WRITTEN PROBLEM: Count the lines in the rows below that contain the word "gray", and give only the number.

Dataset records about object locations:
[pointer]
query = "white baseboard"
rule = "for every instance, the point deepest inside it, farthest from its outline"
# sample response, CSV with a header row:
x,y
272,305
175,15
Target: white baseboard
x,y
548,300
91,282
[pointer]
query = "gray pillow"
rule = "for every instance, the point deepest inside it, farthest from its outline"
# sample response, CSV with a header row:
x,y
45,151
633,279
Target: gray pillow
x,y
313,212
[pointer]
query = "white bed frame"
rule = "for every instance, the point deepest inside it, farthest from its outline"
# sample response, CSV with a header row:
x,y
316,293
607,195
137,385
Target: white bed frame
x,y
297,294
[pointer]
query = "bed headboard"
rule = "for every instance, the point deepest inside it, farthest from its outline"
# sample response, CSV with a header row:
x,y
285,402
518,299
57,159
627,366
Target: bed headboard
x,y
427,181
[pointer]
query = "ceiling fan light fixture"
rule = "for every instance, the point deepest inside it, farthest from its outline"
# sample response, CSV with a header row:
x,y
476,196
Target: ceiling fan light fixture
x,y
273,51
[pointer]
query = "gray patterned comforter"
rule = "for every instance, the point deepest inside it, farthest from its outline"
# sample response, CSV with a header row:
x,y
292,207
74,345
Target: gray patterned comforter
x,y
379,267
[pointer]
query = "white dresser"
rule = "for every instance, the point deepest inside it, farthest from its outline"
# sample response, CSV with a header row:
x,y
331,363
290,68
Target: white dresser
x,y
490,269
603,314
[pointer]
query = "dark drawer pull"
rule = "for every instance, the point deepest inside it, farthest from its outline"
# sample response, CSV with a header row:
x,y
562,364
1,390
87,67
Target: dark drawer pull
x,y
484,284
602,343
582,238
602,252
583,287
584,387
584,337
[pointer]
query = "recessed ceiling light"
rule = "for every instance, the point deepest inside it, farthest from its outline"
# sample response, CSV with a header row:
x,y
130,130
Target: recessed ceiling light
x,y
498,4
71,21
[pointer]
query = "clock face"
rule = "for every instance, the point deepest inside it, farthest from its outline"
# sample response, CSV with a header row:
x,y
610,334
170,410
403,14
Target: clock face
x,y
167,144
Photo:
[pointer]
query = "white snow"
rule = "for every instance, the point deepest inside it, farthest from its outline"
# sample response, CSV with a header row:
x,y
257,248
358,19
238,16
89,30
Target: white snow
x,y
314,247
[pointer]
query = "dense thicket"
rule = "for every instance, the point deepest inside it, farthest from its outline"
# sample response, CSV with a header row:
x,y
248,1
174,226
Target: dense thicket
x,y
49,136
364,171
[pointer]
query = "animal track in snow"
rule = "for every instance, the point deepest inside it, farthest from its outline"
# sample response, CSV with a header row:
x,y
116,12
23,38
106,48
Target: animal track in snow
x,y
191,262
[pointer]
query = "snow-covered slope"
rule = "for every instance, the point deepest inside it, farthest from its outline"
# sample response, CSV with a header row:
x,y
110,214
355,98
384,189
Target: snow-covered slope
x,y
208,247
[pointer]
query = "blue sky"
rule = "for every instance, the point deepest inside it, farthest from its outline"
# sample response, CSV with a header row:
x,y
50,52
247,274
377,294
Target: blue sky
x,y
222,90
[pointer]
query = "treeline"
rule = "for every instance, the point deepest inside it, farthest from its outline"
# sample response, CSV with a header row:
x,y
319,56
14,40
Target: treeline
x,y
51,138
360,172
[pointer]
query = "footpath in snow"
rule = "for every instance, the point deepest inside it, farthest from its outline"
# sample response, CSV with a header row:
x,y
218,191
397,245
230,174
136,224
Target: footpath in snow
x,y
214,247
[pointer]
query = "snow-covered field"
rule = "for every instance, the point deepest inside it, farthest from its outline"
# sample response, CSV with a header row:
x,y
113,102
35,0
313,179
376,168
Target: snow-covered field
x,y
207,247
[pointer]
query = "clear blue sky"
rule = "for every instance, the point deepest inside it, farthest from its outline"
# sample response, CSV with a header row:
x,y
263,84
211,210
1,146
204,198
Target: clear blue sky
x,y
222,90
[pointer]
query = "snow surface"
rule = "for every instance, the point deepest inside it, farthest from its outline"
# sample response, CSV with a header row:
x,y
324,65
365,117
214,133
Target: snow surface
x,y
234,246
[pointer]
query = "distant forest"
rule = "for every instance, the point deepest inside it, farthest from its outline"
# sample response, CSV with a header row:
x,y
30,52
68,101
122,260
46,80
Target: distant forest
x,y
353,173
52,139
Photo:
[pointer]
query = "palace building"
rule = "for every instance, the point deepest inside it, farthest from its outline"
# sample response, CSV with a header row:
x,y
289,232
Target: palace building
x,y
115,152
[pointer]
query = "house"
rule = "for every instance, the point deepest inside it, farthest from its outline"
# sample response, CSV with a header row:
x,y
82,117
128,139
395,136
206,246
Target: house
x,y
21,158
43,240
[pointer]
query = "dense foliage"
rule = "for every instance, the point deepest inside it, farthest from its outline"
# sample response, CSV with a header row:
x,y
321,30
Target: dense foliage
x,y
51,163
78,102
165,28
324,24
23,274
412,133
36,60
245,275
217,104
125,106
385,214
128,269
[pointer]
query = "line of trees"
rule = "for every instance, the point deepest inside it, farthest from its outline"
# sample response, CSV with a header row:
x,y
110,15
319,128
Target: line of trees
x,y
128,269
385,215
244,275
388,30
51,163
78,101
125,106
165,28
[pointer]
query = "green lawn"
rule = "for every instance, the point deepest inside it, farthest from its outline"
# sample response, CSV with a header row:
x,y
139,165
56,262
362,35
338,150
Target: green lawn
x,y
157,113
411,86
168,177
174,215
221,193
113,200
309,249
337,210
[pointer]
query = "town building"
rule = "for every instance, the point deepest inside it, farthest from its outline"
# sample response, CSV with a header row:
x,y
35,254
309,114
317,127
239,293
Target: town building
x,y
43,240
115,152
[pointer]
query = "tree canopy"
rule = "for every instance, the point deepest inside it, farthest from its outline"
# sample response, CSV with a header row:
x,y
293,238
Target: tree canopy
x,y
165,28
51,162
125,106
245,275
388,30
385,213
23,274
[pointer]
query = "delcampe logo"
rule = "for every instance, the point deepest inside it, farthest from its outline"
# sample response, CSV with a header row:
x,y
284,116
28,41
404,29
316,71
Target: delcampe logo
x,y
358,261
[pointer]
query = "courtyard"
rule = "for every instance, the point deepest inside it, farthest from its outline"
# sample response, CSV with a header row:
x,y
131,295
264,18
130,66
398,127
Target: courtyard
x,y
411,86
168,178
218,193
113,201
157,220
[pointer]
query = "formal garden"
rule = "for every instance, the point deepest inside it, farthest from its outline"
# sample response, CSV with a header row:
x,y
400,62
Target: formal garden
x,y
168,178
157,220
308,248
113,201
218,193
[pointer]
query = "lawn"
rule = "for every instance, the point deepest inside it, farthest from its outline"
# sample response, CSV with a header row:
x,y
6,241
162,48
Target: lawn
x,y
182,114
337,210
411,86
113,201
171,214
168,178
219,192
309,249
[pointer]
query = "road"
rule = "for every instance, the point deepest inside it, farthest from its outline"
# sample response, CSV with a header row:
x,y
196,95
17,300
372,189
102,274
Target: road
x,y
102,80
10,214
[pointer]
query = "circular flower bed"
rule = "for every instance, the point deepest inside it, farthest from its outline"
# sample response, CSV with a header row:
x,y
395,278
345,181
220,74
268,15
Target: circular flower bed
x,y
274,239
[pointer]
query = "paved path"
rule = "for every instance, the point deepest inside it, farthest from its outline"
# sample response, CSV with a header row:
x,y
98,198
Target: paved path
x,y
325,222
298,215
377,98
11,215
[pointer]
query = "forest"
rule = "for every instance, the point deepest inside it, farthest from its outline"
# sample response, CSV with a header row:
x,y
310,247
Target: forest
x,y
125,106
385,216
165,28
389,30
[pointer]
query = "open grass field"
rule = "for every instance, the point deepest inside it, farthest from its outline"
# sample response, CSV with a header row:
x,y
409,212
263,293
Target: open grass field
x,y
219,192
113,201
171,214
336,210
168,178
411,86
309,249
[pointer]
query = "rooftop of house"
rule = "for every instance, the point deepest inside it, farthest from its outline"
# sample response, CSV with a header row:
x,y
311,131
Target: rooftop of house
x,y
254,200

FINISHED TASK: 4